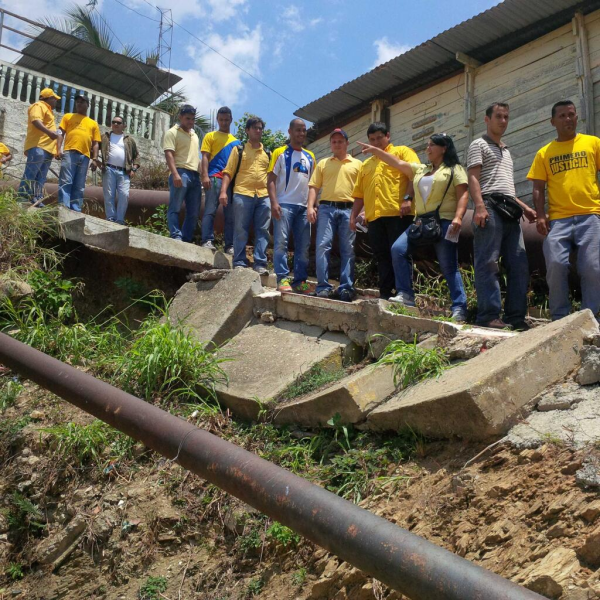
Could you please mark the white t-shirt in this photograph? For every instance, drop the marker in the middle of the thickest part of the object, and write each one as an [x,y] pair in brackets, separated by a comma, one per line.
[293,169]
[425,184]
[116,151]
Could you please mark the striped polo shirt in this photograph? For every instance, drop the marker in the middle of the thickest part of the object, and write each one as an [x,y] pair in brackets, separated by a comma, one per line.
[496,166]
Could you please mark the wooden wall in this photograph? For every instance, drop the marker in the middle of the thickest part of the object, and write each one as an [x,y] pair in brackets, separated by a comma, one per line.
[531,79]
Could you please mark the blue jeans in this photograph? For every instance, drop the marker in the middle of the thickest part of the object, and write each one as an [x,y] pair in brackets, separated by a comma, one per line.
[115,184]
[332,220]
[293,220]
[71,180]
[189,193]
[581,232]
[500,238]
[248,210]
[36,170]
[211,204]
[447,255]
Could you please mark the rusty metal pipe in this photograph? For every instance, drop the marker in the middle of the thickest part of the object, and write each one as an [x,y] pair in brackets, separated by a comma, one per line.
[398,558]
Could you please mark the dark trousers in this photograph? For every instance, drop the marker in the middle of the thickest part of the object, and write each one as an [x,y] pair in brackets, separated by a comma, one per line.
[383,232]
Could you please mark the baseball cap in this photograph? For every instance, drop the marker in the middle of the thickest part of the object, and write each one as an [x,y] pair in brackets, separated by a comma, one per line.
[340,131]
[48,93]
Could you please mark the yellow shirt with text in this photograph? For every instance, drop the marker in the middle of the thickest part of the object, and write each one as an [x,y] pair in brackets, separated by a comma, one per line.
[382,187]
[336,178]
[80,133]
[40,111]
[251,179]
[570,170]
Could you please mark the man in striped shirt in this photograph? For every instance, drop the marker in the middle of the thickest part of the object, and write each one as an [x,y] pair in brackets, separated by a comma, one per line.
[491,183]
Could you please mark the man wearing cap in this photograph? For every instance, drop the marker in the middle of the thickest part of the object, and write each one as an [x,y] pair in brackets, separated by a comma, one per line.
[182,153]
[336,177]
[40,146]
[81,137]
[119,161]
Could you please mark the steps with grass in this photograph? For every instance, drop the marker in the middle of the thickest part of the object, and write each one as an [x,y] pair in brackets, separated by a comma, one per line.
[132,242]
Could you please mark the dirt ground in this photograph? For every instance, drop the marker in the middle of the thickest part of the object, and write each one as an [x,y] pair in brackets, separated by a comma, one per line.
[518,513]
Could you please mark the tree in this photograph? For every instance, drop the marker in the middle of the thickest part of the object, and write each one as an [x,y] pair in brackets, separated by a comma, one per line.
[271,139]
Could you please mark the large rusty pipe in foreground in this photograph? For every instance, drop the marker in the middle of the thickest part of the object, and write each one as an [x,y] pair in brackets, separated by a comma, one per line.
[398,558]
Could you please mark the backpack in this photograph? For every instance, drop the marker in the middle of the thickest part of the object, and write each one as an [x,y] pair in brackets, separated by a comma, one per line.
[240,150]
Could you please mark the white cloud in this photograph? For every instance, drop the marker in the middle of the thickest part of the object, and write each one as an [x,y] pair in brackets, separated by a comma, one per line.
[387,50]
[211,80]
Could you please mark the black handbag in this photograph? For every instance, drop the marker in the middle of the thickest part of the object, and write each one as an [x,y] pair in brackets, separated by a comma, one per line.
[427,228]
[505,206]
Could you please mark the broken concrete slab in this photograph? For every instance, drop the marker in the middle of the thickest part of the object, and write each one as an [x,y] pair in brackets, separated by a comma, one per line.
[484,397]
[218,309]
[132,242]
[352,397]
[267,359]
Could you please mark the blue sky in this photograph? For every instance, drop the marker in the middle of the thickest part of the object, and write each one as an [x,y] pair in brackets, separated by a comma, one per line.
[301,49]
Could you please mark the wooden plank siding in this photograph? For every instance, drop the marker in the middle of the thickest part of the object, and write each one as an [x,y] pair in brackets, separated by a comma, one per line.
[531,79]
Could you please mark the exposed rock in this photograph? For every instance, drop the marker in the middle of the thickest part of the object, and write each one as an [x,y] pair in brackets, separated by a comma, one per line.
[589,372]
[551,575]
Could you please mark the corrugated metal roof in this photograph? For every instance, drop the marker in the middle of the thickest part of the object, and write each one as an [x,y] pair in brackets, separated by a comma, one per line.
[484,37]
[63,56]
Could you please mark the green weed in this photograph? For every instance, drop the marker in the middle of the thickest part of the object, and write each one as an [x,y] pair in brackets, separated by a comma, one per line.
[152,588]
[164,360]
[312,380]
[412,364]
[96,442]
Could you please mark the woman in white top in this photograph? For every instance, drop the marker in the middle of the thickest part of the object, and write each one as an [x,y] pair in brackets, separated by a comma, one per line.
[442,183]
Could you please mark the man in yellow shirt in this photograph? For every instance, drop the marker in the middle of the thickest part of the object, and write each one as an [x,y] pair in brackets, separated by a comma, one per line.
[216,149]
[40,146]
[386,195]
[182,153]
[569,166]
[247,167]
[336,177]
[81,136]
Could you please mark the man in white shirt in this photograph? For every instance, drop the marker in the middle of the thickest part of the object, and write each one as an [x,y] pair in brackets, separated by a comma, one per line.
[119,161]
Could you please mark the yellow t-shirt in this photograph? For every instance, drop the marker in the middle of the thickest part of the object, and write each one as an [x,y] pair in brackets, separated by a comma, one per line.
[80,132]
[40,111]
[251,179]
[382,187]
[436,195]
[185,146]
[336,178]
[571,172]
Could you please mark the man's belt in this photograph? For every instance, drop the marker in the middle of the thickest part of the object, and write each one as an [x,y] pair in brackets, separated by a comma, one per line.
[337,204]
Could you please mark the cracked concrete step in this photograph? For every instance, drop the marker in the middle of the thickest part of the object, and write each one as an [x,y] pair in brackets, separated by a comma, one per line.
[266,359]
[136,243]
[216,310]
[485,396]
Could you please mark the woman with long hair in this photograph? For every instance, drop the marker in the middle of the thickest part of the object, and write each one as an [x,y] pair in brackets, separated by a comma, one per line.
[440,184]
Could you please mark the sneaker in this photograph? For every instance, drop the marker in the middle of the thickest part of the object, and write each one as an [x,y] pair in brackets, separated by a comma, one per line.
[285,285]
[302,288]
[346,295]
[402,299]
[459,316]
[496,324]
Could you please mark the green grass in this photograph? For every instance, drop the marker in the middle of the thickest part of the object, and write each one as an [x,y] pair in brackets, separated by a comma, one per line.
[152,588]
[312,380]
[412,364]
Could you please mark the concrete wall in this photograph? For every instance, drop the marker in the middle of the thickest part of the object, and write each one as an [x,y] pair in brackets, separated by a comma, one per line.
[531,79]
[13,130]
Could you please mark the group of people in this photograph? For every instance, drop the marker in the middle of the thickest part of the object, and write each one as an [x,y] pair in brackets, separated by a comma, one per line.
[78,144]
[403,203]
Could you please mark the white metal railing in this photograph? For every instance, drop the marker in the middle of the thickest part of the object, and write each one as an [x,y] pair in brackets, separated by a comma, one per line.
[25,85]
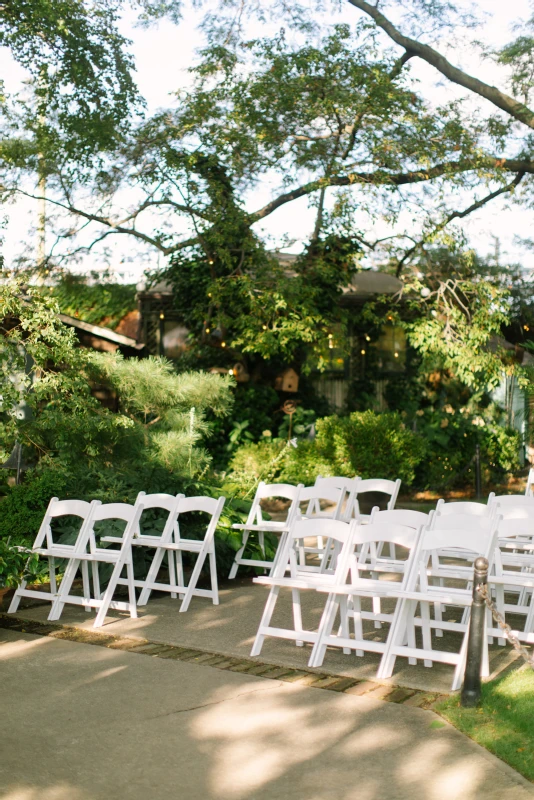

-.-.-

* **Task**
Would you please repeat all the data word for word, but without the pictures?

* **Exercise output**
Could you please mark the white t-shirt in this photograph? For every instance, drop the marker in the middle of the thickest part of the object, and write each one as an [x,y] pair in brackets, separated by a comma, one per line.
[293,169]
[425,184]
[116,151]
Could you please mark the striped polo shirt in this photograph? For every instance, drop the marker in the middle of the thickest part of the object, and write each one as an [x,y] pair in brackets, separated by a comma, one per line.
[496,166]
Could you please mark the wooden wall in this photograph? For every instance, drop the marker in the middle of the thickest part of the object, and write each one as an [x,y] pair in brackets, separated by a comma, one per line.
[531,79]
Could you please mark the blue jeans in this photograph? For every instance, drop the marker in the middle of the thickest part of the object, and write each one as an [x,y] pair in brackets, separated by a comma, one per line.
[115,184]
[332,220]
[293,220]
[71,180]
[189,193]
[581,232]
[500,238]
[248,210]
[36,170]
[211,204]
[447,255]
Could you please mark the rusty metal pipe in this photograph? For every instance, drop the marker in the middle of the thickest part of the object, and write each one as an [x,y] pair in brackets, separated by a comma, one per line.
[398,558]
Could you please mark the dark trousers in this photograph? For every instance, drop the marker in the middle of the thickest part of the object, and write each one as an [x,y] pair in brackets, separated by a comma, one per line.
[383,232]
Could you please mark the baseball cap in this photograph? For every instance, drop the marker in the middle of the thickest part of the object, and write each one as an [x,y] pair in brackets, separated by a comma, one per line.
[340,131]
[48,93]
Could you please mark the yellow shirt with text in this photograph? For every instance, drop the marker in the middle of the thickest part of the object, and write each one as an [x,y] pair in brackets, separated by a comma, one per line.
[382,187]
[336,178]
[80,133]
[40,111]
[251,179]
[570,170]
Could you please mark the man in striped shirt in this photograph? For every instance, drop the marker in the middle of the thickest part of the object, and write each one as an [x,y] pair in brackets, separated by a comma, one per line.
[491,183]
Could you please mark the man wearing cap in this photograph? For every instance, drop the marker in the middle of the thickest part of the object, and write each one as an [x,y] pair in brackets, separated by a comma, one per line.
[182,153]
[336,177]
[40,146]
[81,137]
[119,161]
Could you please mark the steps with grass in this photograph? For every instance, drop the marker in the middle of the thickest part of the object, and write each one as an [x,y] pair in brackets, separated by a comma, one per line.
[132,242]
Could you please mark the dirt ground in this photograph? For every instance, drop the marker in the middle of the thickest part of the object, and write each one as an [x,y] pair in brackets, separated by a comma, one per line.
[518,513]
Could you please mark the tree in this photograph? For every instance, drop the marker in the middle of the thickest part of the object, and write each one as an [x,y] pair in brackets, separated by a comma, one per line.
[271,139]
Could you please mark the large rusty pipe in foreground in this photograph? For every instance, drop the marker in the middle of the thickest part of the object, and write each one as an [x,y] pair in brackets, separated by a comma, one per line.
[398,558]
Could you please mark the backpack in this photograph? For every instance, drop the marker in the middle of the thickest part of the object, and write each one as an [x,y] pair in brackets, separated by a comma, one per line.
[240,150]
Could you please mark the white cloud in this photograph? For every instance, drop the marker in the middle of the thickest part of the object, and write each one as an [x,y] pair in brackets, separated by a comma, one per line.
[387,50]
[211,80]
Could you please mark the black handbag in this photograph? For every instance, drop the marker in the middle of the thickest part of the object, and write each one as an [x,y] pair in brackets, separated by a comma, one per line.
[427,228]
[505,206]
Could you please mark the broken concrete slab in this photograph? For every instance, drop the marker in the middle of the thickest part of the object, and write each one as an [x,y] pair in brackets, separated by a comma, one per line.
[484,397]
[218,309]
[132,242]
[352,397]
[267,359]
Could you please mark the blue sky in this photograph? For every instance, drop the marker in the middle of the thickest part of the object, and write each one as an [x,y] pair in brackets, separated by a comma, one per line.
[301,49]
Could you please mark the wooden plank siding in this photograph? For every instance, drop the marker in the middle of the thickest part of the object, and write each one as an [x,y] pair in brackets, separated by a comma, one per line.
[531,79]
Could you please mark the exposed rock in this photograph? For every instance, drop the marker in the middle of the thickest part of the object, and write each one as an [x,y] pair in brackets, separated by a comma, one per line.
[589,372]
[551,575]
Could you please mark the corrugated metal roof in this photograph? For every instance, drop the marker in the middle of the thickest part of the object, and write each one as an [x,y] pair in brackets, separated by a comma, one per line.
[484,37]
[63,56]
Could you please mark the green weed in this photograph? For every instance, drop the marker in the middle of the thickest part of the object, and write each one as an [x,y] pair in brackets, separated by a comma, one per line.
[152,588]
[164,360]
[312,380]
[412,364]
[96,442]
Could you please mark the woman in white top in this photograph? For every instance, drop the marker in the middle of the thickest part of the object, and write each one as an [x,y] pair in brackets, separated by a comma, one per line.
[442,183]
Could you please mark the man in yellow shirt in this photograph? For every instance, drop the marker in the middle of the thickest part of the object, and write each one as an [x,y] pair in brackets, separated by a comma, one per line.
[216,149]
[40,146]
[386,195]
[182,153]
[569,166]
[247,167]
[336,177]
[81,136]
Could you please mark the man in white shirt in this photograph? For every instance, drop the marker in the middle of the thickest part of the object, and write each one as an [x,y] pair in brackets, separated by a comma, one per line.
[119,161]
Could you please mark the yellow t-shirt in this photograph? For every instance, drop the marker in the middle of the thickest part of the object, and write each one as an [x,y] pair in brackets, separated by a comma, one per line.
[80,132]
[40,111]
[251,179]
[382,187]
[436,195]
[185,146]
[336,178]
[571,172]
Could you please mark the man's belt in this photograph? For every instance, drop the marker in the middle of the thickest part of the object, and write each one as an [x,y] pair in brackets, separated by a comma, one per line.
[337,204]
Could you please mark the cracked concrete step in this photograph? For every instance, drop the marker in the middle of the thickest part of the object, and write each one as an [x,y] pair in brackets, separated by a comma, one per line.
[266,359]
[136,243]
[216,310]
[485,396]
Could you please mark the woman with long hair in this photograph? For every instance, drop the marker in the middle of the thickest part of the object, and write each one as an [x,y] pair in brackets, separated by a comma, one per line.
[440,184]
Could you please mark the sneaker in this photograph? For every instance, drop the marker in the middle of the thickest part of the object, and write each one as an [x,y] pair in brackets, separated by a comma, one per line.
[285,285]
[302,288]
[346,295]
[402,299]
[459,316]
[496,324]
Could you please mark the green grass in this photograph? For every instance, drop the marker in the middle of the thickest part of the object, and write each one as an [x,y] pair in brackets, separated by a comma, one per line.
[152,588]
[312,380]
[412,364]
Could you please mark the concrete wall in this photograph? For every instance, drop the marker in the middle of the thickest part of the object, and write each one as an [x,y] pair in brackets, separated by a comma, one per line.
[531,79]
[13,130]
Could you please mark the group of people in this photograph? For every instance, drop the marker in the middle of the thickest part of the object, and write each one as an [x,y] pair in brackets, separated by a comma, one per line.
[78,144]
[403,203]
Could you please mark the white metal railing in this photograph? For every instance, drop the marker in the middle of the thickest part of the object, and write each one as an [x,y] pair in brackets, separated by a comma, one per line.
[25,85]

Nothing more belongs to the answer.